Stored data

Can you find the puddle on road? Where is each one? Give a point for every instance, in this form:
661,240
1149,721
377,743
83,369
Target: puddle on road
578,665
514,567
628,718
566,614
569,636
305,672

▶ [To be done]: Repeat the material above word for word, keeping every line in the same order.

▶ [Result of the exercise]:
Can you find the puddle on road? Where is each one? Give a point for every instance, in this form:
661,240
1149,721
377,743
83,369
Target: puddle on road
578,665
514,567
628,718
566,614
569,636
305,672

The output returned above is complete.